Excerpted passage -
It was emotional. And raw. At one point, a friend walked up to put her arm around me and said, “Are you okay? You seem really . . . sad.”

And then I was embarrassed. My carrying-on may have prompted family and friends to think I was devastated by my sister’s nuptials, which just wasn’t true — but it was too complicated to explain. In that moment, I couldn’t begin to articulate the swirl of feelings in my heart.

It was happiness. Of course.

But also sadness.

And fear.

And anxiety.

And joy.

And wonder.

And hope.

It was everything, really, and also nothing. As I stood on the steps with the other bridesmaids, waiting for my turn to walk down the aisle, I felt an odd zen that I was in the right place at the right moment . . . that there was nowhere else I could possibly be.

And then I panicked, thinking I wanted to run and retreat into the night. I wanted to turn the clock back a day, a week, a year or three. Maybe then my sister and I would be back home in our pajamas, back when we were freshly engaged and just beginning to plan our dual weddings. Or further, back when I was home late from work in college and Katie was waiting up for me. Or much further, back and back, back to when we were kids with an entire summer day to do nothing but play Uno and watch the Nickelodeon line-up and play Barbies.

But we were there together in our too-high heels, all grown up. Katie with her hands in Eric’s. Me white-knuckle clutching a bouquet, squinting in the sunshine.

And then it was over. He was kissing the bride.

It went so fast. It all went too fast.

Record set -
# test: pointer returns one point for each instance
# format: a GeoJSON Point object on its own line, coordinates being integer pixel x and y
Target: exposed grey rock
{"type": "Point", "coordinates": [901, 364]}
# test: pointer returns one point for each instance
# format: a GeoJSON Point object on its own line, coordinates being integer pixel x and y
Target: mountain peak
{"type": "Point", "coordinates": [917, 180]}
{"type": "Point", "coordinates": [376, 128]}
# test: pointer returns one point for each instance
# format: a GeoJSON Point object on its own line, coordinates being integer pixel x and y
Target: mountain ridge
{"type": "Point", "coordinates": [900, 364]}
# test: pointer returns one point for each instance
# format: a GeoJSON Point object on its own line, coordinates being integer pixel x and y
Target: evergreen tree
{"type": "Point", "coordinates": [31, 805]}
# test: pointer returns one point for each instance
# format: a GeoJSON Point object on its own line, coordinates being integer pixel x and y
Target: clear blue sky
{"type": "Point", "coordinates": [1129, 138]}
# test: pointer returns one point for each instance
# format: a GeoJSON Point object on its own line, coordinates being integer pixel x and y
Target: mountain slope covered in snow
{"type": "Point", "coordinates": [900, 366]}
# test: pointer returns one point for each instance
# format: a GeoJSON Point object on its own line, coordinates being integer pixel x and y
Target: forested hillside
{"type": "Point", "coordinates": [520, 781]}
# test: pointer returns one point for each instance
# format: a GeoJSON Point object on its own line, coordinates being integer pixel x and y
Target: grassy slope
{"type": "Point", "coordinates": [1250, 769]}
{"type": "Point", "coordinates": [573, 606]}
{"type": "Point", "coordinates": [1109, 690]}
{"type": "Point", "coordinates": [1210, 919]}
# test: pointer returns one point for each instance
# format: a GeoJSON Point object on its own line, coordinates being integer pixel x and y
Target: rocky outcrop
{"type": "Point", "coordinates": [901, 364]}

Task goal - Copy out the wedding passage in full, word for word. The rows are separate material, not part of the wedding passage.

Task answer -
It was emotional. And raw. At one point, a friend walked up to put her arm around me and said, “Are you okay? You seem really . . . sad.”

And then I was embarrassed. My carrying-on may have prompted family and friends to think I was devastated by my sister’s nuptials, which just wasn’t true — but it was too complicated to explain. In that moment, I couldn’t begin to articulate the swirl of feelings in my heart.

It was happiness. Of course.

But also sadness.

And fear.

And anxiety.

And joy.

And wonder.

And hope.

It was everything, really, and also nothing. As I stood on the steps with the other bridesmaids, waiting for my turn to walk down the aisle, I felt an odd zen that I was in the right place at the right moment . . . that there was nowhere else I could possibly be.

And then I panicked, thinking I wanted to run and retreat into the night. I wanted to turn the clock back a day, a week, a year or three. Maybe then my sister and I would be back home in our pajamas, back when we were freshly engaged and just beginning to plan our dual weddings. Or further, back when I was home late from work in college and Katie was waiting up for me. Or much further, back and back, back to when we were kids with an entire summer day to do nothing but play Uno and watch the Nickelodeon line-up and play Barbies.

But we were there together in our too-high heels, all grown up. Katie with her hands in Eric’s. Me white-knuckle clutching a bouquet, squinting in the sunshine.

And then it was over. He was kissing the bride.

It went so fast. It all went too fast.